**YOUR INSTRUCTIONS:**
Arrange the lines of the records below as a numbered list, skipping any blank lines and leaving out the pictures.

**Coordinate annotation records:**
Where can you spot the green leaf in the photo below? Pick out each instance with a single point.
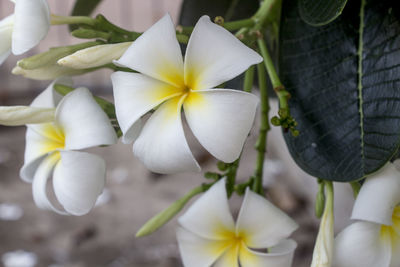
(318, 13)
(344, 79)
(83, 8)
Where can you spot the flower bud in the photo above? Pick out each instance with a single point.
(95, 56)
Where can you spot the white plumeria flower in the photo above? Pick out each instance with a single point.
(209, 235)
(374, 239)
(78, 177)
(220, 118)
(24, 29)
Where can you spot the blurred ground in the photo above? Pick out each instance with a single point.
(105, 237)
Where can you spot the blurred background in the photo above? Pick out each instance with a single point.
(106, 236)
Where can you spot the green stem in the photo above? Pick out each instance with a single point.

**FINAL RESULT:**
1. Where can you spot the green leaf in the photo below? Pick out each instance with a single point.
2. (318, 13)
3. (344, 79)
4. (83, 8)
5. Where can you spot the flower bud in the photo above? Pick out each instance with a single point.
6. (95, 56)
7. Where can you spot the white plumeria flower in the photo above? Pick out each instance with a single point.
8. (209, 235)
9. (374, 239)
10. (78, 177)
11. (220, 118)
12. (24, 29)
13. Where can you spot the blurred ground in the photo above? Pick out each instance with a single point.
14. (105, 237)
15. Where can you spot the blurred background in the photo above? Pick out each instance with a single point.
16. (106, 236)
17. Where can you spot the green stem in the photo above? Pick out each instance with a single point.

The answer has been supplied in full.